Raw data
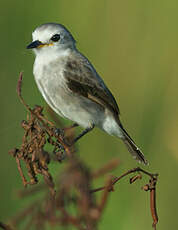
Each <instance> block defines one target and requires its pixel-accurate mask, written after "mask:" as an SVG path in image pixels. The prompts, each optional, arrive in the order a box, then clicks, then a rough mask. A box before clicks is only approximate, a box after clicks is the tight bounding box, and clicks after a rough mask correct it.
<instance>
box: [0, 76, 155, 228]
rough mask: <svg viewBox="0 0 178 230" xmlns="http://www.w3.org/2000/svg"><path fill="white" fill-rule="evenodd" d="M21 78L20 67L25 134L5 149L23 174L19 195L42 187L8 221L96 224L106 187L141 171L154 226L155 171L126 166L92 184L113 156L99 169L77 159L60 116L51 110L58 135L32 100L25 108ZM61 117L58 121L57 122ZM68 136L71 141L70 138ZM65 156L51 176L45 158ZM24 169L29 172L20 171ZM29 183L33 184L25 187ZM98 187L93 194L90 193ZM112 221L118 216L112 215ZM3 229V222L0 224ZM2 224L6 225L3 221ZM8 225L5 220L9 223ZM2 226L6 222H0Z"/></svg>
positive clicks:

Directions
Reproduce every row above verbatim, leaving out the pictures.

Result for this exercise
Each <instance> block defines one target and requires its pixel-accurate mask, written after "mask:" as an SVG path in image pixels. The prompts, each optional, arrive in the order a box, then clicks, then a rough mask. A box before clicks is only approximate, a box after clicks is the tight bounding box, and clicks after a rough mask correct it.
<instance>
box: [0, 76, 155, 228]
rough mask: <svg viewBox="0 0 178 230" xmlns="http://www.w3.org/2000/svg"><path fill="white" fill-rule="evenodd" d="M21 78L20 67L25 134L5 149L23 174L19 195L42 187L8 221L96 224L106 187L141 171L154 226L155 171L126 166L92 184L113 156L99 169L77 159L60 116L51 110L58 135L32 100L25 108ZM61 117L58 121L57 122ZM68 136L71 141L70 138ZM65 156L51 176L45 158ZM24 169L29 172L20 171ZM29 183L33 184L25 187ZM98 187L93 194L90 193ZM112 221L118 216L112 215ZM3 229V222L0 224ZM2 224L6 225L3 221ZM8 225L5 220L9 223ZM2 226L6 222H0Z"/></svg>
positive clicks:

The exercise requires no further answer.